TEXTO PARA LEITURA
.....
Crimes contra animais: a consagração da impunidade
Por Marli Moraes
Atos bárbaros contra os bichos sempre ocorreram desde o
primeiro contato nosso com os que chegaram aqui há milênios e sempre ocorrerão
porque vemos nas espécies não-humanas apenas objetos com as mais variadas
serventias.
Muitas barbaridades foram cometidas em nome de qualquer coisa, sejam nos
rituais religiosos, nos circos, nas arenas de touradas, nas caçadas reais, nos
matadouros, nos criadouros, nas universidades e laboratórios onde sádicos
torturam e matam em nome da ciência e a maioria dessas crueldades tem carimbo
oficial, reconhecidas por leis e outras desculpas e se tornam convenientemente
aceitáveis pela sociedade por serem legalizadas, ou seja, oficializam a
matança; o que não nos impede de combatê-las, de mostrarmos o lado obscuro e
cruel dessas atividades.
É uma luta desigual, mas não desistiremos.
.....
Registros de apontamento
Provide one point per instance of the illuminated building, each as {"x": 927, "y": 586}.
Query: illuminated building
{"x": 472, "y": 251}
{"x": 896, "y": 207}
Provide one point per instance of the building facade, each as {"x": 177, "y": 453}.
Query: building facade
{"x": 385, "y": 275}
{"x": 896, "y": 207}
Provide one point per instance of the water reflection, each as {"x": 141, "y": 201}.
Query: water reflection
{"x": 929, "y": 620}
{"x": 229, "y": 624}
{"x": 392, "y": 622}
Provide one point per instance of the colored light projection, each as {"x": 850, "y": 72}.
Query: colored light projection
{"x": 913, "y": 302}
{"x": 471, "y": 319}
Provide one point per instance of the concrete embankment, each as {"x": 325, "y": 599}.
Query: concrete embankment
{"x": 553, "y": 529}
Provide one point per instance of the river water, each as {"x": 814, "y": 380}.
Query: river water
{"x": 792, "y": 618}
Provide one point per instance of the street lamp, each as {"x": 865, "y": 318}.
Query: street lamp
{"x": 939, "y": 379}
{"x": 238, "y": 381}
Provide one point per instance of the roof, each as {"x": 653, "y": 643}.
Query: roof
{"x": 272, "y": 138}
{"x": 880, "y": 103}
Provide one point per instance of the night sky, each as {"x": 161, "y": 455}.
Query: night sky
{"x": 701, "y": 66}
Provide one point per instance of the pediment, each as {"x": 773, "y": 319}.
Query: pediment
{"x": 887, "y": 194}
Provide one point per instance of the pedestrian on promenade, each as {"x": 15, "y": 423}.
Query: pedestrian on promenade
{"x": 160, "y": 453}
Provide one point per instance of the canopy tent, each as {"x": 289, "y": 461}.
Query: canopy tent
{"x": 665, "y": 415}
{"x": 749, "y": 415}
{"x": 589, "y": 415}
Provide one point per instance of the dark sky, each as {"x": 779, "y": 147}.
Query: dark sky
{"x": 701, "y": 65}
.....
TAREFAS PROPOSTAS
1 – Responda às perguntas sobre o texto a respeito de crimes contra animais, uma por linha.
(a) Segundo o texto, por que os atos bárbaros contra os bichos sempre ocorrerão?
(b) Em que lugares, de acordo com o texto, sádicos torturam e matam em nome da ciência?
(c) Na última frase, como o texto descreve a luta?
2 – Escreva a continuação do texto sobre crimes contra animais a partir de onde ele termina.

RESPOSTAS DO EXERCÍCIO
1 –
(a) Eles sempre ocorrerão porque vemos nas espécies não-humanas apenas objetos com as mais variadas serventias.
(b) Isso ocorre nas universidades e nos laboratórios.
(c) O texto a descreve como uma luta desigual, mas afirma que não desistiremos.

2 –
A diferença é que em certas situações, essa agressividade pode e deve ser
contida pela punição proporcional ao ato, que de modo nenhum pode e deve ser
considerado de menor potencial ofensivo, expressão debochada sobre os gritos de
dor de um bicho sendo torturado.
Em outra ponta encontramos os crimes individualizados, no varejo, atualmente
muito divulgados pela imprensa que localizou nas redes sociais da internet os
Movimentos de Defesa dos Animais; viu aí o termômetro de uma parcela da
sociedade até bem pouco tempo excluída do processo político e por isso
desdenhada até mesmo por essa mesma imprensa, que hoje dá visibilidade à nossa
Causa. Nos últimos meses os canais de TV passaram a exibir vídeos chocantes,
cenas de filme de terror que alertaram a sociedade sobre uma realidade que nós
conhecemos há muito tempo.
Casos de crueldades se repetem e nada acontece porque temos
uma legislação molenga bem ao gosto do brasileiro: em cima do muro, tentando
não desagradar as duas partes; só que, no caso dos animais não estamos
satisfeitos, queremos mudanças e radicais, não aceitaremos maquiagem na Lei
9605/32, ou qualquer artigo.
Descoisificar o animal não-humano é nosso propósito, dar a ele
o estado legítimo de direito como um ser vivo provido das mesmas emoções que as
nossas, merecedor portanto, de respeito e reconhecimento Jurídico.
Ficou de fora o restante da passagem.